#### Work required
Copy the data exactly. Images are the one exception.

#### Entries shown
>>>

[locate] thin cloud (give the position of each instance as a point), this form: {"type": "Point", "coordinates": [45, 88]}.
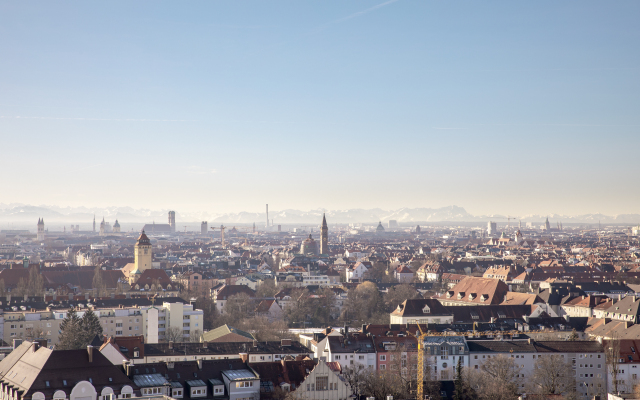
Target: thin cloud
{"type": "Point", "coordinates": [360, 13]}
{"type": "Point", "coordinates": [196, 170]}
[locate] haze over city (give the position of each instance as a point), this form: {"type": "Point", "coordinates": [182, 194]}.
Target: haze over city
{"type": "Point", "coordinates": [319, 200]}
{"type": "Point", "coordinates": [221, 107]}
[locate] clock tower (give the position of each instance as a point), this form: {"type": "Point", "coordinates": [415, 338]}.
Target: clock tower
{"type": "Point", "coordinates": [324, 236]}
{"type": "Point", "coordinates": [142, 253]}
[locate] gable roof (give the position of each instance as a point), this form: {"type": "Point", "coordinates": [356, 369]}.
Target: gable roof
{"type": "Point", "coordinates": [226, 333]}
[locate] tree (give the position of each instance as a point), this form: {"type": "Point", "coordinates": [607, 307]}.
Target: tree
{"type": "Point", "coordinates": [364, 305]}
{"type": "Point", "coordinates": [76, 332]}
{"type": "Point", "coordinates": [355, 377]}
{"type": "Point", "coordinates": [573, 336]}
{"type": "Point", "coordinates": [71, 332]}
{"type": "Point", "coordinates": [173, 334]}
{"type": "Point", "coordinates": [195, 336]}
{"type": "Point", "coordinates": [267, 289]}
{"type": "Point", "coordinates": [497, 379]}
{"type": "Point", "coordinates": [237, 308]}
{"type": "Point", "coordinates": [34, 333]}
{"type": "Point", "coordinates": [397, 294]}
{"type": "Point", "coordinates": [91, 326]}
{"type": "Point", "coordinates": [98, 282]}
{"type": "Point", "coordinates": [462, 389]}
{"type": "Point", "coordinates": [380, 384]}
{"type": "Point", "coordinates": [612, 358]}
{"type": "Point", "coordinates": [552, 375]}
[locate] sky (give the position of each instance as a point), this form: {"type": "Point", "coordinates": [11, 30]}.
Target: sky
{"type": "Point", "coordinates": [222, 106]}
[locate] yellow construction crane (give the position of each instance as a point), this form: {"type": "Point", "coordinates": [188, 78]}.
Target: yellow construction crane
{"type": "Point", "coordinates": [222, 228]}
{"type": "Point", "coordinates": [420, 377]}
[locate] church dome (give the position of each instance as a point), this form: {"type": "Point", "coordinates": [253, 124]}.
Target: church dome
{"type": "Point", "coordinates": [143, 239]}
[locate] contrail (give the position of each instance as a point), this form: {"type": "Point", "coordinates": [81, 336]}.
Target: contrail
{"type": "Point", "coordinates": [98, 119]}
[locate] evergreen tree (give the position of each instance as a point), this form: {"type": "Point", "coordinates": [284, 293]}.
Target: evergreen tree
{"type": "Point", "coordinates": [71, 332]}
{"type": "Point", "coordinates": [76, 332]}
{"type": "Point", "coordinates": [457, 394]}
{"type": "Point", "coordinates": [463, 390]}
{"type": "Point", "coordinates": [90, 326]}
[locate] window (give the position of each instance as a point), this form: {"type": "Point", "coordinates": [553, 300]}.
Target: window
{"type": "Point", "coordinates": [322, 382]}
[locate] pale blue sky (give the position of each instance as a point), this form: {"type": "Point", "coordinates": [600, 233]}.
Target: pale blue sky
{"type": "Point", "coordinates": [500, 107]}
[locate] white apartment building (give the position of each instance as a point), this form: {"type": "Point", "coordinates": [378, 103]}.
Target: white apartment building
{"type": "Point", "coordinates": [587, 358]}
{"type": "Point", "coordinates": [115, 321]}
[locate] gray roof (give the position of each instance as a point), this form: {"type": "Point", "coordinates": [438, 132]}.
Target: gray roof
{"type": "Point", "coordinates": [524, 346]}
{"type": "Point", "coordinates": [239, 374]}
{"type": "Point", "coordinates": [149, 380]}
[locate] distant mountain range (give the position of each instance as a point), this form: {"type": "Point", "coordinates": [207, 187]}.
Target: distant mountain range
{"type": "Point", "coordinates": [21, 213]}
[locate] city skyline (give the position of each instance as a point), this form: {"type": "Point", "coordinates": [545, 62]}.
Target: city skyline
{"type": "Point", "coordinates": [504, 108]}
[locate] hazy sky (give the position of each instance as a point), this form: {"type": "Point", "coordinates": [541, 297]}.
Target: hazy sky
{"type": "Point", "coordinates": [500, 107]}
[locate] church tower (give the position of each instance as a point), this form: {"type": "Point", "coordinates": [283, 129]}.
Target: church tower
{"type": "Point", "coordinates": [142, 257]}
{"type": "Point", "coordinates": [40, 229]}
{"type": "Point", "coordinates": [324, 236]}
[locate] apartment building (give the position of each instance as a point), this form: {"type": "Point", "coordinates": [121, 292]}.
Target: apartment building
{"type": "Point", "coordinates": [587, 358]}
{"type": "Point", "coordinates": [115, 321]}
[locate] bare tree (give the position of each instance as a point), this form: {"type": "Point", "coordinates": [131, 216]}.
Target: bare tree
{"type": "Point", "coordinates": [173, 334]}
{"type": "Point", "coordinates": [34, 333]}
{"type": "Point", "coordinates": [498, 378]}
{"type": "Point", "coordinates": [612, 358]}
{"type": "Point", "coordinates": [552, 374]}
{"type": "Point", "coordinates": [98, 282]}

<<<

#### Reply
[locate] thin cloud (give the position of each instance as a point), this form: {"type": "Point", "coordinates": [45, 88]}.
Target: thin cloud
{"type": "Point", "coordinates": [360, 13]}
{"type": "Point", "coordinates": [196, 170]}
[locate] haze over city (give the position of each instance as a point), this form: {"type": "Point", "coordinates": [182, 194]}.
Target: haze over city
{"type": "Point", "coordinates": [319, 200]}
{"type": "Point", "coordinates": [221, 107]}
[locate] clock tower (give the position of each instance as a point), this form: {"type": "Point", "coordinates": [415, 338]}.
Target: clock tower
{"type": "Point", "coordinates": [324, 236]}
{"type": "Point", "coordinates": [142, 253]}
[locate] gable roof (give the position of each instance as a point), this form: {"type": "Point", "coordinates": [356, 369]}.
Target: gable roof
{"type": "Point", "coordinates": [226, 333]}
[locate] tree (give the position of each instance as a point), this form: {"type": "Point", "coordinates": [607, 307]}.
Target: tree
{"type": "Point", "coordinates": [364, 305]}
{"type": "Point", "coordinates": [76, 332]}
{"type": "Point", "coordinates": [355, 377]}
{"type": "Point", "coordinates": [573, 336]}
{"type": "Point", "coordinates": [71, 332]}
{"type": "Point", "coordinates": [173, 334]}
{"type": "Point", "coordinates": [195, 336]}
{"type": "Point", "coordinates": [267, 289]}
{"type": "Point", "coordinates": [497, 379]}
{"type": "Point", "coordinates": [237, 308]}
{"type": "Point", "coordinates": [34, 333]}
{"type": "Point", "coordinates": [397, 294]}
{"type": "Point", "coordinates": [91, 326]}
{"type": "Point", "coordinates": [98, 282]}
{"type": "Point", "coordinates": [462, 389]}
{"type": "Point", "coordinates": [380, 384]}
{"type": "Point", "coordinates": [612, 358]}
{"type": "Point", "coordinates": [552, 375]}
[locate] sky (give the position of each instance as a point), this form: {"type": "Point", "coordinates": [11, 30]}.
Target: sky
{"type": "Point", "coordinates": [222, 106]}
[locate] yellow construction crane (give the position of each instance as a point), this form: {"type": "Point", "coordinates": [188, 78]}.
Target: yellow construction crane
{"type": "Point", "coordinates": [222, 228]}
{"type": "Point", "coordinates": [420, 377]}
[locate] church dome (give the position of each instance as a point), this form: {"type": "Point", "coordinates": [253, 124]}.
Target: church dome
{"type": "Point", "coordinates": [143, 239]}
[locate] contrail (give the position of each instance as a point), this form: {"type": "Point", "coordinates": [81, 336]}.
Target: contrail
{"type": "Point", "coordinates": [98, 119]}
[locate] evergreen tree (give the position of each instance as a point), this form: {"type": "Point", "coordinates": [284, 293]}.
Target: evergreen tree
{"type": "Point", "coordinates": [71, 332]}
{"type": "Point", "coordinates": [76, 332]}
{"type": "Point", "coordinates": [457, 394]}
{"type": "Point", "coordinates": [463, 390]}
{"type": "Point", "coordinates": [90, 326]}
[locate] window (give the position of each instance as a point), this form: {"type": "Point", "coordinates": [553, 300]}.
Target: window
{"type": "Point", "coordinates": [322, 382]}
[locate] pale blue sky (give the position of each instance as a point), this form: {"type": "Point", "coordinates": [600, 233]}.
Target: pale blue sky
{"type": "Point", "coordinates": [500, 107]}
[locate] white apartment building (give the position of each instance as a point), this form: {"type": "Point", "coordinates": [378, 103]}.
Target: white apartment building
{"type": "Point", "coordinates": [587, 358]}
{"type": "Point", "coordinates": [115, 321]}
[locate] gray roof (give the position of each instance as a point), this form: {"type": "Point", "coordinates": [438, 132]}.
Target: gray roof
{"type": "Point", "coordinates": [524, 346]}
{"type": "Point", "coordinates": [239, 374]}
{"type": "Point", "coordinates": [149, 380]}
[locate] distant mountain range (give the position of each instance as a point), this form: {"type": "Point", "coordinates": [207, 187]}.
Target: distant mountain range
{"type": "Point", "coordinates": [21, 213]}
[locate] city skyline (give the position of each instance as a point), this form: {"type": "Point", "coordinates": [545, 62]}.
Target: city skyline
{"type": "Point", "coordinates": [504, 108]}
[locate] hazy sky (give the position of each instance as a point), this form: {"type": "Point", "coordinates": [541, 297]}.
Target: hazy sky
{"type": "Point", "coordinates": [500, 107]}
[locate] church tower (give the position of each instance as a point), this form: {"type": "Point", "coordinates": [283, 129]}.
Target: church tower
{"type": "Point", "coordinates": [142, 257]}
{"type": "Point", "coordinates": [40, 229]}
{"type": "Point", "coordinates": [324, 236]}
[locate] apartment building (give the position of each instance as a point), this form: {"type": "Point", "coordinates": [121, 292]}.
Target: apartment building
{"type": "Point", "coordinates": [587, 358]}
{"type": "Point", "coordinates": [115, 321]}
[locate] bare tree (give the position of each instance as a point), this form: {"type": "Point", "coordinates": [131, 216]}.
Target: bare tree
{"type": "Point", "coordinates": [173, 334]}
{"type": "Point", "coordinates": [34, 333]}
{"type": "Point", "coordinates": [498, 378]}
{"type": "Point", "coordinates": [612, 358]}
{"type": "Point", "coordinates": [552, 374]}
{"type": "Point", "coordinates": [98, 282]}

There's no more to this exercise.